**Aim of the task**
Copy the lines of the dataset items word for word, starting at the line that contains "Guideline: for each instance of the blurred" and ending after the line that contains "Target: blurred green grass background". Omit the pictures from your answer.

##### Given data #####

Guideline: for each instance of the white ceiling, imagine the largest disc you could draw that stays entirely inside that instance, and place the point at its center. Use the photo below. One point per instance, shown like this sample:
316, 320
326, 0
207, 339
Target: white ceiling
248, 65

#####
##### Given data #####

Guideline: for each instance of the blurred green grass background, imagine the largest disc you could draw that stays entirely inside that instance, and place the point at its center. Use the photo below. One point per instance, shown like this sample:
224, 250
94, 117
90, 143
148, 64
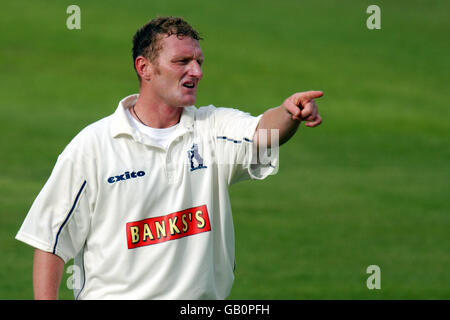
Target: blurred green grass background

#####

**The result**
Guideline: for each instance of the blurred green grass background, imagine the largest disc you could draw that stays entirely inside that instance, and place the point at its center. Use the photo below. One point per instance, shown like this sample:
224, 250
94, 117
90, 143
148, 64
Target: blurred green grass background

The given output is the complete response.